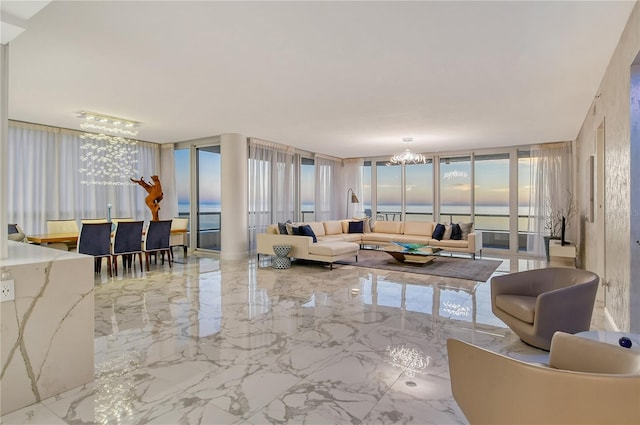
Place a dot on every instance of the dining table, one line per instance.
(47, 238)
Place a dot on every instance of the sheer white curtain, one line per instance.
(168, 179)
(352, 177)
(328, 188)
(271, 186)
(44, 182)
(551, 194)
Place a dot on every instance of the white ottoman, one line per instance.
(330, 251)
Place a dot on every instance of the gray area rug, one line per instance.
(459, 268)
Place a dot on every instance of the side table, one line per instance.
(611, 337)
(282, 260)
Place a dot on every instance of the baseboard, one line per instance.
(610, 323)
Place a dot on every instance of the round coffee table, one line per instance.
(282, 260)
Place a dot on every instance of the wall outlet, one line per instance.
(7, 291)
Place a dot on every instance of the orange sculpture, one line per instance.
(154, 196)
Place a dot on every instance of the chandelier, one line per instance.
(410, 360)
(407, 157)
(107, 156)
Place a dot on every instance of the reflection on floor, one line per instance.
(213, 342)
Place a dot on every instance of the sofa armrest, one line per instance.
(522, 393)
(571, 352)
(299, 244)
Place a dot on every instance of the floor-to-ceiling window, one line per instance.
(455, 189)
(208, 215)
(388, 191)
(366, 196)
(419, 191)
(183, 175)
(307, 189)
(491, 194)
(525, 221)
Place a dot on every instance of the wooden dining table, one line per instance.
(47, 238)
(71, 237)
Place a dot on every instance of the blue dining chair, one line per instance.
(95, 239)
(127, 243)
(156, 240)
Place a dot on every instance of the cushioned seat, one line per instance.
(588, 382)
(537, 303)
(519, 306)
(333, 248)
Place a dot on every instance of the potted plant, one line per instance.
(553, 219)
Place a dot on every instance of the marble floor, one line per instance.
(211, 342)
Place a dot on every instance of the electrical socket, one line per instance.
(7, 291)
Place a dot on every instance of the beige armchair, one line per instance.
(537, 303)
(587, 382)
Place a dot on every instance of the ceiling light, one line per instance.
(407, 157)
(107, 156)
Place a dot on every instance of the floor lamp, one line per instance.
(354, 199)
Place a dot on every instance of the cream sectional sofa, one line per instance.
(336, 243)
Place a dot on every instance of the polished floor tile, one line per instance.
(211, 342)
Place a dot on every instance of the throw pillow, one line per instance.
(306, 230)
(456, 232)
(282, 227)
(356, 227)
(466, 229)
(438, 232)
(447, 231)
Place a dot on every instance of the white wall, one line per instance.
(611, 104)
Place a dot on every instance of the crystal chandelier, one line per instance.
(409, 360)
(407, 157)
(107, 156)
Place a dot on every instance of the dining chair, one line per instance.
(62, 226)
(127, 243)
(179, 239)
(156, 240)
(95, 239)
(93, 220)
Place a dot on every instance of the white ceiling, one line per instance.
(341, 78)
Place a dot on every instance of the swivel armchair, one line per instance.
(537, 303)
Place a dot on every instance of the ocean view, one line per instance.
(487, 217)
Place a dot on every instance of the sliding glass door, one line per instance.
(208, 207)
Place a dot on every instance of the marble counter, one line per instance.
(46, 333)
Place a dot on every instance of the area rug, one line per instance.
(459, 268)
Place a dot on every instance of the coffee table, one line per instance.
(416, 254)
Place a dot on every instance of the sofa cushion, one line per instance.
(388, 227)
(332, 227)
(519, 306)
(306, 230)
(333, 248)
(466, 229)
(449, 243)
(438, 232)
(420, 228)
(282, 227)
(447, 231)
(318, 227)
(378, 237)
(356, 227)
(456, 232)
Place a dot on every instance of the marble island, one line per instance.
(47, 331)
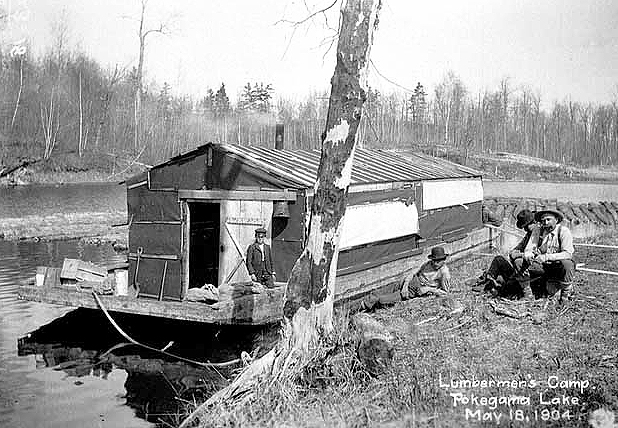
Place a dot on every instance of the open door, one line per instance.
(204, 243)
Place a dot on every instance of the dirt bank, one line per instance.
(560, 363)
(92, 227)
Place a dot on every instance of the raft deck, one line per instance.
(241, 306)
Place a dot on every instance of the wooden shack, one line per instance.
(192, 218)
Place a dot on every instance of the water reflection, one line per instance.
(56, 367)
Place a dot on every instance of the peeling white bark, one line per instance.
(346, 174)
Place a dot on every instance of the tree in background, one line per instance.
(143, 33)
(221, 103)
(417, 108)
(449, 97)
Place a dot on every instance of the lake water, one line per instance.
(31, 393)
(54, 370)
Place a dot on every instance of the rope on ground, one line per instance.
(150, 348)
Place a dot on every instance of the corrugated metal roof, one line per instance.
(370, 165)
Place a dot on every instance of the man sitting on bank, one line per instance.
(550, 253)
(509, 276)
(259, 260)
(433, 277)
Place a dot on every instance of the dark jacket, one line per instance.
(254, 260)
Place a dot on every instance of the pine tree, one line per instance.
(208, 102)
(418, 104)
(221, 105)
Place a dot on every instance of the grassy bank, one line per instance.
(437, 349)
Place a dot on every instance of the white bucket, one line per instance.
(39, 279)
(122, 279)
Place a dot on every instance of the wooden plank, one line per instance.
(87, 271)
(238, 195)
(154, 256)
(69, 269)
(185, 246)
(52, 277)
(253, 309)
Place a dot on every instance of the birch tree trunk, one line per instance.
(308, 310)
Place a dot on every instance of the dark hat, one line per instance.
(539, 214)
(524, 218)
(437, 253)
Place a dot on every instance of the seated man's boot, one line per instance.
(566, 291)
(524, 282)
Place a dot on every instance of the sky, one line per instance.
(558, 49)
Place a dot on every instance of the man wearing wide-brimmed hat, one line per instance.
(260, 261)
(505, 276)
(433, 277)
(550, 250)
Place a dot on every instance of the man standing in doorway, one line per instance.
(260, 261)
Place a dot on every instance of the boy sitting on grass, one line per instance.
(433, 277)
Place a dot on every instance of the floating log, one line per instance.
(375, 344)
(609, 210)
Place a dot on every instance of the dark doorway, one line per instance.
(204, 244)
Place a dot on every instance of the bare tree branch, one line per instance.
(311, 16)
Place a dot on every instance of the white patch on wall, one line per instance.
(363, 224)
(448, 193)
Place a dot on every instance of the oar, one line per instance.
(580, 266)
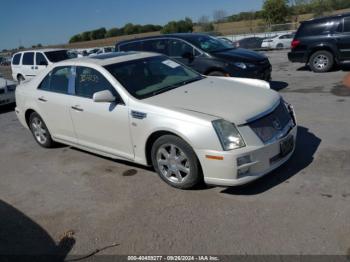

^^^^

◆ Action item ◆
Exclude the pictures and give back the rest of the data above exactly as written.

◆ Task solution ◆
Place a dot on every instance of the dining table, one line per instance.
(47, 238)
Place a dot on every instance of the sheer white curtain, one line per instance.
(168, 179)
(352, 177)
(328, 188)
(271, 186)
(44, 182)
(551, 194)
Place a dot on every instance of the white ottoman, one line per instance.
(330, 251)
Place a dot on every instance of the gray area rug, one line per instance.
(459, 268)
Place a dot on every instance of the side table, one line per instance.
(611, 337)
(282, 260)
Place a dot on every instance of the baseboard, one line per instance.
(610, 323)
Place a dot on every instance of the round coffee table, one line per instance.
(282, 260)
Place a dot on every instance of the wall outlet, one line per instance.
(7, 291)
Place a dot on every instance of the orange sculpture, one line per instance.
(154, 196)
Place a dot on every instance of the chandelier, one line per instance.
(410, 360)
(407, 157)
(107, 156)
Place a dot on every instance of the reflection on floor, one line per instance.
(213, 342)
Place a dot on every instance of the sofa armrest, one line per instance.
(522, 393)
(571, 352)
(299, 244)
Place a dot on every instance of the floor-to-ceiling window, one line per instance.
(455, 189)
(208, 215)
(388, 191)
(366, 196)
(419, 191)
(183, 175)
(307, 189)
(491, 194)
(525, 221)
Place a dot on every instance of the wooden dining table, one line per instance.
(47, 238)
(71, 237)
Place a dot on every instance of the blue dining chair, one line per instance.
(95, 239)
(127, 243)
(156, 240)
Place a dot on every instance of the cushioned seat, one line per instance.
(588, 382)
(537, 303)
(519, 306)
(333, 248)
Place a dot on every instance of the potted plant, one line per instance.
(553, 219)
Place a dot on every instance of the marble floor, one line per instance.
(211, 342)
Place a dot on every instance of the electrical socket, one line per instance.
(7, 291)
Place a dot on every instance of the beige armchair, one line per instance.
(537, 303)
(587, 382)
Place a dot on every instance of the ceiling light, one line per instance.
(407, 157)
(107, 156)
Place a dot on every instance of the floor lamp, one line per instance.
(354, 199)
Place a dot on every instance of the cream sectional sofa, one line per instance.
(336, 243)
Place a dot on every instance of the polished floor tile, one line per instance.
(211, 342)
Place a dot on every instance of the throw pillow, one line per instance.
(306, 230)
(456, 232)
(282, 227)
(356, 227)
(466, 229)
(438, 232)
(447, 231)
Place a dot on every instance of the white wall, one line per instance.
(611, 104)
Place a dot on every instance of the crystal chandelier, one line per instance.
(409, 360)
(407, 157)
(107, 156)
Place a dot on every instance of the dining chair, one line per instance.
(62, 226)
(127, 243)
(179, 239)
(156, 240)
(95, 239)
(93, 220)
Place a dot on every instance of the white ceiling, one line per instance.
(341, 78)
Place a dot on every instance of the swivel armchair, one line per instance.
(537, 303)
Place a dot on every instance of the ocean view, one line per instance.
(487, 217)
Place a dot on every instance of the sliding glass door, one line per instance.
(208, 207)
Place a dot on every instance of the marble counter, one line per instance.
(46, 333)
Place a dot on every instance of the area rug, one line per instance.
(459, 268)
Place a dot on every instance of the coffee table, one line per instance.
(416, 254)
Place a dot on every instance of the sofa cushion, one line per instance.
(388, 227)
(332, 227)
(519, 306)
(306, 230)
(333, 248)
(466, 229)
(449, 243)
(438, 232)
(420, 228)
(282, 227)
(447, 231)
(318, 227)
(378, 237)
(356, 227)
(456, 232)
Place a dot on every instance of the marble island, one line per instance.
(47, 331)
Place a dot on every instance of the open door, one line per instance.
(204, 243)
Place a dot on every instance of the dirt bank, one line per instance.
(560, 363)
(92, 227)
Place a dot on every instance of the raft deck, one line per instance.
(241, 306)
Place a dot on every instance of the wooden shack, one line per instance.
(192, 218)
Place a dot on every instance of the water reflection, one line per instance.
(56, 367)
Place a dot on every instance of the peeling white bark, one line per instance.
(346, 174)
Place a dot on every instance of the tree in background, one line per instance.
(143, 33)
(221, 103)
(417, 108)
(449, 97)
Place a dot on every instance of the lake water, one line per instance.
(31, 393)
(54, 370)
Place a dot on every instance of the rope on ground, one line per instance.
(150, 348)
Place a dot on every instance of the corrugated metal roof, one line per instance.
(370, 165)
Place a dot on every instance of the man sitting on bank, one line per instance.
(550, 253)
(509, 276)
(259, 260)
(433, 277)
Place a dot on every instance of the dark jacket, one line per instance.
(254, 260)
Place a dot on every instance of the pine tree, one line per instance.
(208, 102)
(418, 104)
(221, 105)
Place a dot on every instance of the grassy bank, one line per instance.
(437, 349)
Place a dot on every instance of the white bucket, one line per instance.
(39, 279)
(122, 279)
Place a dot on every instance of the wooden plank, one line per instance.
(87, 271)
(238, 195)
(154, 256)
(69, 269)
(185, 246)
(52, 277)
(253, 309)
Place a dot on every instance of the birch tree trunk, one line per instance.
(308, 310)
Place a dot on every instance of the dark hat, one line per instance.
(539, 214)
(524, 218)
(437, 253)
Place a dot on every instance of the seated man's boot, one line per instance.
(566, 291)
(524, 282)
Place a dot on every instance of the sky, one line per instance.
(558, 49)
Place a dot on every instance of the man wearing wide-brimmed hat, one line per instance.
(260, 261)
(505, 276)
(433, 277)
(550, 250)
Place a dot on every instance of the man standing in doorway, one line per instance.
(260, 261)
Place a dot on every instance of the boy sitting on grass, one line per instance.
(433, 277)
Place a dot on every instance of the floating log, one line per instance.
(375, 344)
(609, 210)
Place a dot on every instance of the dark doorway, one line per instance.
(204, 244)
Place a dot on every instance of the bare tree branch, one line per instance.
(311, 16)
Place a dot on every instance of the white patch on wall, one line per instance.
(363, 224)
(448, 193)
Place a dot on every instance of the oar, one line per instance.
(580, 266)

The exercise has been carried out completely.